Dataset excerpt

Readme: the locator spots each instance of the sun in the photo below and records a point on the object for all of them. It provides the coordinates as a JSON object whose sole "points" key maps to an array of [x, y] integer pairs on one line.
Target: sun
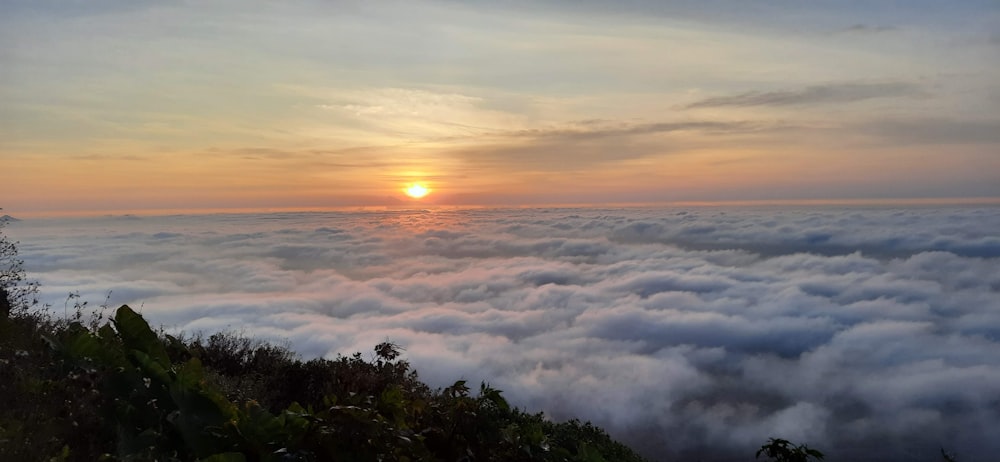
{"points": [[417, 190]]}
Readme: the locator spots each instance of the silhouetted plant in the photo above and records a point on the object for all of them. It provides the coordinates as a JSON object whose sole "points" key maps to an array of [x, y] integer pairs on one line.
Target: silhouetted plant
{"points": [[780, 450]]}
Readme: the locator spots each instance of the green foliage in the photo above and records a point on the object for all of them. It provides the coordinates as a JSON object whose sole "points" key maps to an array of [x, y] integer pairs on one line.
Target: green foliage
{"points": [[147, 396], [780, 450]]}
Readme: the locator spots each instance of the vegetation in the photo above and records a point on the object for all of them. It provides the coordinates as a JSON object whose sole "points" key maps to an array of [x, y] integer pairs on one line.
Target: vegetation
{"points": [[116, 390]]}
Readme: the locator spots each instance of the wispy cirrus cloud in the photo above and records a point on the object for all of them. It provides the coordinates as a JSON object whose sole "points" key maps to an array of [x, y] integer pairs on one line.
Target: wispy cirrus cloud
{"points": [[816, 94]]}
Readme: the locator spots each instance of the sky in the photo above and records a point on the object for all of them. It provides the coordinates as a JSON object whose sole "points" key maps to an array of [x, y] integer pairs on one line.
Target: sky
{"points": [[109, 105], [689, 333]]}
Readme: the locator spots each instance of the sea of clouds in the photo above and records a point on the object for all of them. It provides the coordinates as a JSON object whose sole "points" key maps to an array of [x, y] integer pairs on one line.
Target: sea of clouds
{"points": [[872, 333]]}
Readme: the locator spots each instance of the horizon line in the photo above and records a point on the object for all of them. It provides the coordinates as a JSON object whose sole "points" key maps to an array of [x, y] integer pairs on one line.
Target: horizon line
{"points": [[944, 201]]}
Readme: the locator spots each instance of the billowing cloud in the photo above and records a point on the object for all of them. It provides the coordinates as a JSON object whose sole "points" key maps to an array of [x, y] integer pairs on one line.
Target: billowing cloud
{"points": [[816, 94], [694, 333]]}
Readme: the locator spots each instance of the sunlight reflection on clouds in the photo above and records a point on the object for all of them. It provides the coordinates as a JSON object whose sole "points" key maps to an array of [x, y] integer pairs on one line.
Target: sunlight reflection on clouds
{"points": [[683, 331]]}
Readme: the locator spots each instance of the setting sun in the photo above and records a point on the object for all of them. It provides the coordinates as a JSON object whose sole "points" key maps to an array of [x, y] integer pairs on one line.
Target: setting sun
{"points": [[417, 191]]}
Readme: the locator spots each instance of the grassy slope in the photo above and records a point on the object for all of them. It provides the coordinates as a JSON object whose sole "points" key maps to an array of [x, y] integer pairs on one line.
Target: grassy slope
{"points": [[119, 391]]}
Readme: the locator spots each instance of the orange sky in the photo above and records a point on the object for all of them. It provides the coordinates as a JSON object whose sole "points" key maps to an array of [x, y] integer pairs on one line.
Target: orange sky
{"points": [[110, 106]]}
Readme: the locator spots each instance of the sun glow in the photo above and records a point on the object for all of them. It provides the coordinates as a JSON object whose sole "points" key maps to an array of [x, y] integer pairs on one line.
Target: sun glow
{"points": [[417, 191]]}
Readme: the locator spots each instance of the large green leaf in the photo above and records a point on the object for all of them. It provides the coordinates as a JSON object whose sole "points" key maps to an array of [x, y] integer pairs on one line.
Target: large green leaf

To do:
Restate each of the entries above word for word and skip every image.

Task solution:
Readme: the locator spots each instance of the sun in the photo below and records a point on the object for all of them. It provides the coordinates as a JSON object whose sole "points" key maps to an array of [x, y] integer pairs on one line.
Target: sun
{"points": [[417, 190]]}
Readme: the locator spots each instance of the silhouetted plant in the photo above and records a point on the object for all of them. It provides the coordinates as a JSON object whose sole "points" key maps to an array of [x, y] integer pairs on one line.
Target: silhouetted plant
{"points": [[780, 450]]}
Readme: the locator spots each instance of the green foliage in the photo above and records a point on the object for all of them. It provides the coordinates as a JSON object whose sole "points" key maps to an array of [x, y] integer pairs on one line.
Target: green foliage
{"points": [[147, 396], [780, 450]]}
Readme: the locator spots each instance of the vegetation in the photo above and records a point on the object for all of them. It provides the coordinates as a JSON object whose sole "points" key maps to an array of [x, y] integer pairs on one line.
Target: vegetation
{"points": [[116, 390]]}
Readme: the locator spots each instance of the wispy cirrus cloud in the photo above and records a point on the object for all of them. It provides the coordinates as a JSON object whose sole "points" key maps to an array of [x, y] integer pairs on one line.
Target: wispy cirrus cloud
{"points": [[816, 94]]}
Readme: the locator spots each instance of the sky in the photo above and records a point on the object for all of them. It provides the coordinates as a JSON object whose sole "points" key maps to an array of [x, y] integer pairs on one line.
Target: sky
{"points": [[109, 105], [689, 333]]}
Readme: the locator spots each instance of the sea of clouds in the photo above and records a point on the object for all of them. It provides the coordinates as a JSON object whose sole "points" key maps to an array of [x, y] integer pairs on one line.
Target: sea of clouds
{"points": [[872, 333]]}
Readme: the locator spots each instance of the horizon line in the photo above and records a point on the object for all of them. It provides the coordinates as a JSON object whose sole "points" key maps to an array of [x, y] integer pairs on one line.
Target: horizon line
{"points": [[944, 201]]}
Readme: the locator spots each instance of the billowing cloud in the photo above and records a point on the object for all of them. It provides the coordinates as a JSON object whose sole "points" key maps to an array of [x, y] integer pairs on one line.
Target: billowing cloud
{"points": [[816, 94], [694, 333]]}
Readme: the locator spots each instance of the sunlight reflection on clouds in the photo above and records a point on the object for all of them. It provides the coordinates as a JSON object whose sole "points" key maps to an array of [x, y] integer pairs on one line.
Target: sunlight reflection on clouds
{"points": [[683, 331]]}
Readme: the locator spots each instance of the setting sun in the photo above and records a point on the object for all of them. It provides the coordinates as a JSON object whose sole "points" key maps to an array of [x, y] integer pairs on one line.
Target: setting sun
{"points": [[417, 191]]}
Readme: the locator spots each instance of the grassy slope in the photo above and records a point on the object for all of them. It provides the coordinates as a JSON object whose sole "points" key maps to an array of [x, y] integer pairs on one line.
Target: grassy slope
{"points": [[119, 391]]}
Readme: the locator spots each instance of the orange sky in the photo above and records a point on the object for all of them. It provides the coordinates as a JSON object whose sole "points" key maps to an array of [x, y] integer pairs on one line.
Target: orange sky
{"points": [[110, 106]]}
Readme: the locator spots each instance of the sun glow in the photo above and records a point on the object for all of them. It provides the coordinates as a JSON object whose sole "points" key maps to an array of [x, y] integer pairs on one line.
Target: sun glow
{"points": [[417, 191]]}
Readme: the locator spots each instance of the large green leaf in the photo above and records a point on the object for all of them. It provides the coordinates as a JSON object whose sole "points" key maps to an array of [x, y] integer pairs on one line.
Target: large green leaf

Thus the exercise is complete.